### Instructions to follow
Using the material below, copy every line where "printed" appears.

### Provided material
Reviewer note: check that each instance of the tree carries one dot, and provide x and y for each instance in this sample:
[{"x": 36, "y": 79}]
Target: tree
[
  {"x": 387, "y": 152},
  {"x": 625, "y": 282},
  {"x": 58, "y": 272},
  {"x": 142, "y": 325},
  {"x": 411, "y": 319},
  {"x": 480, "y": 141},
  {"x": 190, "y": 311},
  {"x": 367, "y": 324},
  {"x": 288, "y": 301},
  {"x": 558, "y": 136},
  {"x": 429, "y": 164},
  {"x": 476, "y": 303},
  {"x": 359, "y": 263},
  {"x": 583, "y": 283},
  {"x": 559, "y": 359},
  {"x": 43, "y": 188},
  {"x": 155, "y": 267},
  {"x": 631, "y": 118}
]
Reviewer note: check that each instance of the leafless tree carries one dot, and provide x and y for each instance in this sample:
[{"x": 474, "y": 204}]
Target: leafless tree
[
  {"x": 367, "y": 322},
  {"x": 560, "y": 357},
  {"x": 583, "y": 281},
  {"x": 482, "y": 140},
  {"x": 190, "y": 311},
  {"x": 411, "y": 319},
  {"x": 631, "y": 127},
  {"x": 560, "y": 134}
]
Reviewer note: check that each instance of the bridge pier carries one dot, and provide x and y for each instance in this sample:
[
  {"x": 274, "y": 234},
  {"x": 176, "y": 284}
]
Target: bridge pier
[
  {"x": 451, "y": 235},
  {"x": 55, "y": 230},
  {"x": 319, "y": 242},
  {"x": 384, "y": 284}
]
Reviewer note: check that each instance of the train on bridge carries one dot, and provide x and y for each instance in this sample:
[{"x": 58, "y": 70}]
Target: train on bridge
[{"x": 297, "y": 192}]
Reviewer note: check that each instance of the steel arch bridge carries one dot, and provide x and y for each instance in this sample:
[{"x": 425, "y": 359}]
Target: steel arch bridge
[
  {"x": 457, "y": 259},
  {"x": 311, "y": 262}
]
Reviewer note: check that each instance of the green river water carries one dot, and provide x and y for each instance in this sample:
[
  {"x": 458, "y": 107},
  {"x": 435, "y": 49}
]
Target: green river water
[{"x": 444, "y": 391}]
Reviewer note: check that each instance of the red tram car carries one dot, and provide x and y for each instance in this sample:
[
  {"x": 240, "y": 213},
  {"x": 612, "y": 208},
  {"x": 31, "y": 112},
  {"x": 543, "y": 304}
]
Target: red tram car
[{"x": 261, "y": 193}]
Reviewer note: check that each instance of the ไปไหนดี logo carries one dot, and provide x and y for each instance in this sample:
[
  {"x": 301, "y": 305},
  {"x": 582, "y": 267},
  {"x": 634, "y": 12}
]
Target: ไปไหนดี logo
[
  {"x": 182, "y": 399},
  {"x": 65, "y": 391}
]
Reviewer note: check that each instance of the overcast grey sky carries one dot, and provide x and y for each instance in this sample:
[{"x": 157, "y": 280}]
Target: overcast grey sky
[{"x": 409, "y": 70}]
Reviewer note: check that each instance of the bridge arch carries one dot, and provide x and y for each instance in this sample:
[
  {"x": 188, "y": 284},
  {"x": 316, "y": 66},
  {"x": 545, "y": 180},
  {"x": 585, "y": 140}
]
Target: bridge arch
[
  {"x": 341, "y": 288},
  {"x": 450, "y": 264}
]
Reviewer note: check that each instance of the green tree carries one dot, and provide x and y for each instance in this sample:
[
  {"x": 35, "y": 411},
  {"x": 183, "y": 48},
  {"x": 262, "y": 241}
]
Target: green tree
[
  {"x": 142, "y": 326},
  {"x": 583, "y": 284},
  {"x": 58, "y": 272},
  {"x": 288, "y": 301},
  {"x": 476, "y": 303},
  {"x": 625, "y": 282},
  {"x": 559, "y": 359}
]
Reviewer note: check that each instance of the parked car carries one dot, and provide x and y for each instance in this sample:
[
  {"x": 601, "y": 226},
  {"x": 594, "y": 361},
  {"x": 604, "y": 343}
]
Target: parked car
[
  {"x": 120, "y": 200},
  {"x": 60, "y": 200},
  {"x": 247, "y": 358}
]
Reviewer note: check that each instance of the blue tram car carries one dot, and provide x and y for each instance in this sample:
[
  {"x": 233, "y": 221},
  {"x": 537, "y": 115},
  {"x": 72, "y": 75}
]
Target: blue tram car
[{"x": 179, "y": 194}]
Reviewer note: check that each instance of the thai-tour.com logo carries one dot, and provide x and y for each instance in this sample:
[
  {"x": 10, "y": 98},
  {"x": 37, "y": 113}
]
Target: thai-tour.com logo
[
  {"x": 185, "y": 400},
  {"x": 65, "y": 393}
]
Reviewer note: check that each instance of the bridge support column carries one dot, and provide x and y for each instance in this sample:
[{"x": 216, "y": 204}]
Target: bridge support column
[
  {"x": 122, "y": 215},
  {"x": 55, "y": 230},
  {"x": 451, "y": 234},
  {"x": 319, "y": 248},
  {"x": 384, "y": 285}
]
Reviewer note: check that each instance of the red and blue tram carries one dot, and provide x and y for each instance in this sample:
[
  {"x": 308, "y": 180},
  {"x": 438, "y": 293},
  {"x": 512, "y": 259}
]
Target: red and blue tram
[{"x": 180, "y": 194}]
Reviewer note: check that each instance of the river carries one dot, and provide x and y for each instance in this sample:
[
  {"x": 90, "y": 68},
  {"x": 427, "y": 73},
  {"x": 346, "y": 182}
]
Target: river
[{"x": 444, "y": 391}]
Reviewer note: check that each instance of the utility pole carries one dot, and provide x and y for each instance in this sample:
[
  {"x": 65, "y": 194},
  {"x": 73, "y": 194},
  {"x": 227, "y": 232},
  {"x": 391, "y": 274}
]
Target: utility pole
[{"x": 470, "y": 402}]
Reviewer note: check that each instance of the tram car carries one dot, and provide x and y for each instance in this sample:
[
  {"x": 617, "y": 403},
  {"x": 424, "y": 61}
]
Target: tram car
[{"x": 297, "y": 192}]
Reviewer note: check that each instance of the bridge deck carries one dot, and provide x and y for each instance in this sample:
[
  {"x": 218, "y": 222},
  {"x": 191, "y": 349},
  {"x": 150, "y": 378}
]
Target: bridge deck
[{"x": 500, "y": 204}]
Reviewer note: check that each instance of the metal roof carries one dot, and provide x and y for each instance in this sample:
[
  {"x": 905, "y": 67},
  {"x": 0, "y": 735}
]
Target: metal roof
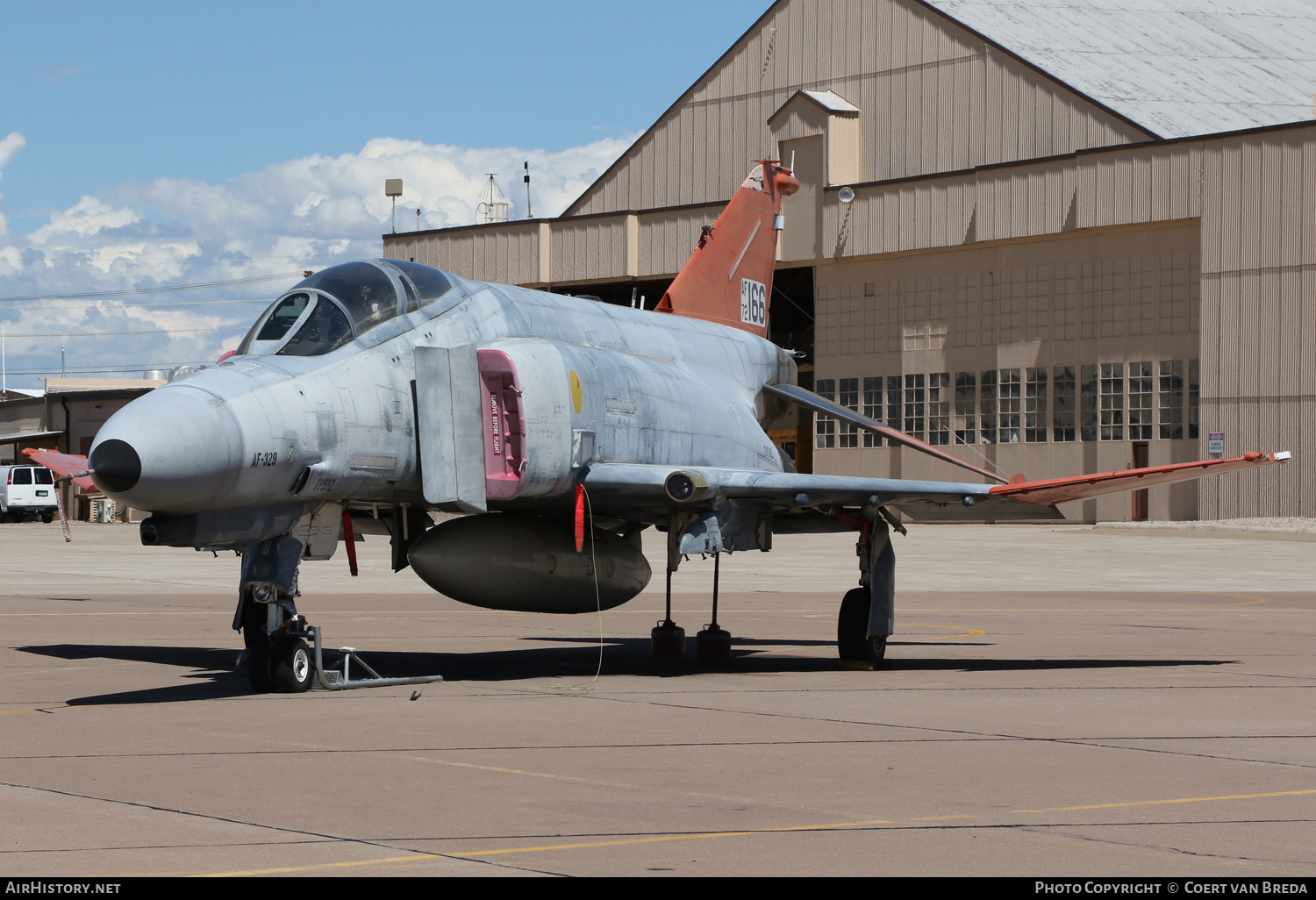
[{"x": 1177, "y": 68}]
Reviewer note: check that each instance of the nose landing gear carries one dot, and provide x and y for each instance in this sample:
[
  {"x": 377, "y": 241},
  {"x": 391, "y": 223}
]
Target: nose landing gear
[{"x": 276, "y": 655}]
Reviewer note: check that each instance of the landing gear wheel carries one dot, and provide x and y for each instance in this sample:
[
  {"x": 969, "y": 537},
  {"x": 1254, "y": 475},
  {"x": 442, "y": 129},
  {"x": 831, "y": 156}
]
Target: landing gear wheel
[
  {"x": 852, "y": 629},
  {"x": 290, "y": 666},
  {"x": 257, "y": 655}
]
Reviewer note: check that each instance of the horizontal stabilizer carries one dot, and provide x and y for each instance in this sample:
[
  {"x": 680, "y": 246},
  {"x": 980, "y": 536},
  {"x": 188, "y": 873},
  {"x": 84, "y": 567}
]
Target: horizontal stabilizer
[
  {"x": 63, "y": 465},
  {"x": 820, "y": 404},
  {"x": 1081, "y": 487}
]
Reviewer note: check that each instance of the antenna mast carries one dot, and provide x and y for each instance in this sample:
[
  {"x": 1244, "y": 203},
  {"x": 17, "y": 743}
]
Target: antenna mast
[
  {"x": 492, "y": 207},
  {"x": 529, "y": 211}
]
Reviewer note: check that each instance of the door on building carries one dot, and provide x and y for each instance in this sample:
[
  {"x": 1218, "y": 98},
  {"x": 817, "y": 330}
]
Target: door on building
[{"x": 1140, "y": 497}]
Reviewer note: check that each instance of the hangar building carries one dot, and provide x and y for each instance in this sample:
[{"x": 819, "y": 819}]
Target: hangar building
[{"x": 1076, "y": 236}]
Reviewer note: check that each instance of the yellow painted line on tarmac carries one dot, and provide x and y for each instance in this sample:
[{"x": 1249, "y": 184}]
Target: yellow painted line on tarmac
[
  {"x": 1157, "y": 803},
  {"x": 960, "y": 632},
  {"x": 8, "y": 712},
  {"x": 460, "y": 855}
]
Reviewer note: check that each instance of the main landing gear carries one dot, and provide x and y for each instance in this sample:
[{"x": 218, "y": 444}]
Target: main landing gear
[
  {"x": 276, "y": 655},
  {"x": 868, "y": 612},
  {"x": 713, "y": 644}
]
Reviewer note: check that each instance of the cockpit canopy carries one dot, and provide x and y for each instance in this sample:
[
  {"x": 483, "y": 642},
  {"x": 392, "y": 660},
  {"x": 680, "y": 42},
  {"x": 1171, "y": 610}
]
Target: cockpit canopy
[{"x": 342, "y": 303}]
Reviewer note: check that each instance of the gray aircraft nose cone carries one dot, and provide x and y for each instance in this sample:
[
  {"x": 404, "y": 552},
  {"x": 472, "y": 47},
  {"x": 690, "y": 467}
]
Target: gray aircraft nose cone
[
  {"x": 174, "y": 450},
  {"x": 116, "y": 465}
]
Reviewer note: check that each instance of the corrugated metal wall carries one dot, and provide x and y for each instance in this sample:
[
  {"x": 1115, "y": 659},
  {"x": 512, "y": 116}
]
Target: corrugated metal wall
[
  {"x": 507, "y": 253},
  {"x": 934, "y": 99},
  {"x": 1258, "y": 316}
]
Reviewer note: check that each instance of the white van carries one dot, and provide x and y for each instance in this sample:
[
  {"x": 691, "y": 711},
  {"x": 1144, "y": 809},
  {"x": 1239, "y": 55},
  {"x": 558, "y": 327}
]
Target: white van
[{"x": 26, "y": 491}]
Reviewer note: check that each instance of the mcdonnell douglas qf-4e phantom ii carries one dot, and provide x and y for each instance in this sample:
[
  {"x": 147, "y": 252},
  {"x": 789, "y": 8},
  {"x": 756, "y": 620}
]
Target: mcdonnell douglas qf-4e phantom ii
[{"x": 390, "y": 386}]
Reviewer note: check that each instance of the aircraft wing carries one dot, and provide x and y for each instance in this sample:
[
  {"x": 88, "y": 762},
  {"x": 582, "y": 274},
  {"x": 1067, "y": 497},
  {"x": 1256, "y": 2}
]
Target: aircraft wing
[
  {"x": 1081, "y": 487},
  {"x": 63, "y": 465},
  {"x": 619, "y": 486},
  {"x": 820, "y": 404}
]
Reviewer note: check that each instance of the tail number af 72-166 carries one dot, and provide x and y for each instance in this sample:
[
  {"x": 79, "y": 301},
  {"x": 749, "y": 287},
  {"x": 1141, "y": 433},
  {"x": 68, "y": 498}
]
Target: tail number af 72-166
[{"x": 753, "y": 303}]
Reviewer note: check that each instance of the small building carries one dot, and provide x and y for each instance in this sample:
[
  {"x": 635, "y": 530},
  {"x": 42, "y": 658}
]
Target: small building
[{"x": 65, "y": 418}]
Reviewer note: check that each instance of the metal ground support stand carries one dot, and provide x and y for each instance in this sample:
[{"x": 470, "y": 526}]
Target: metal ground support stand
[{"x": 342, "y": 681}]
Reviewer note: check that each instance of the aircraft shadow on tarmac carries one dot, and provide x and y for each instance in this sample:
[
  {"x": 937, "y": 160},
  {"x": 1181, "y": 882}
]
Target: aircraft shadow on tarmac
[{"x": 213, "y": 675}]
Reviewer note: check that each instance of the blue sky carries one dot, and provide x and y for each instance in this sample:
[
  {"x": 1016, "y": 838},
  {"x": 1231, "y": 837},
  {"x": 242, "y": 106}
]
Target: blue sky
[{"x": 152, "y": 144}]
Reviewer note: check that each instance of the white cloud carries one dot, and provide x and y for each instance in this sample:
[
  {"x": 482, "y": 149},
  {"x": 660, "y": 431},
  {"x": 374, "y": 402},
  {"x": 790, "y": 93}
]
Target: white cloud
[
  {"x": 10, "y": 146},
  {"x": 290, "y": 216}
]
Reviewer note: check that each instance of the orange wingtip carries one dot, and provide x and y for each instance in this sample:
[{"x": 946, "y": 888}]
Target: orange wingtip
[{"x": 1081, "y": 487}]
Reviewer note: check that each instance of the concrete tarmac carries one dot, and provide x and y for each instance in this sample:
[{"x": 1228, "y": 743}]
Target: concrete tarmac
[{"x": 1058, "y": 700}]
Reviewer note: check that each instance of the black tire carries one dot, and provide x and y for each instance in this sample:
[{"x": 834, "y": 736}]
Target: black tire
[
  {"x": 852, "y": 629},
  {"x": 257, "y": 646},
  {"x": 291, "y": 666}
]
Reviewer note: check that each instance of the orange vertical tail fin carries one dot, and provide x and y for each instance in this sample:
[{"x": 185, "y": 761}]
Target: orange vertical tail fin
[{"x": 729, "y": 276}]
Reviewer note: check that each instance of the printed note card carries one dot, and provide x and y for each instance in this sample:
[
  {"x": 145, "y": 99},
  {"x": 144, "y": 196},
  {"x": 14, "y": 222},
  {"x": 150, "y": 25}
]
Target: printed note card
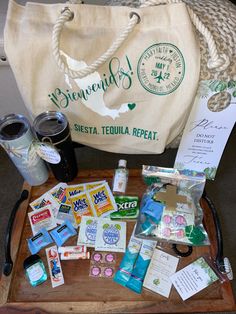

### Answer to this exercise
Reviewer note: check that each instance of the printed note card carries one dot, and provide x and y for each instance in this sample:
Target: printed note card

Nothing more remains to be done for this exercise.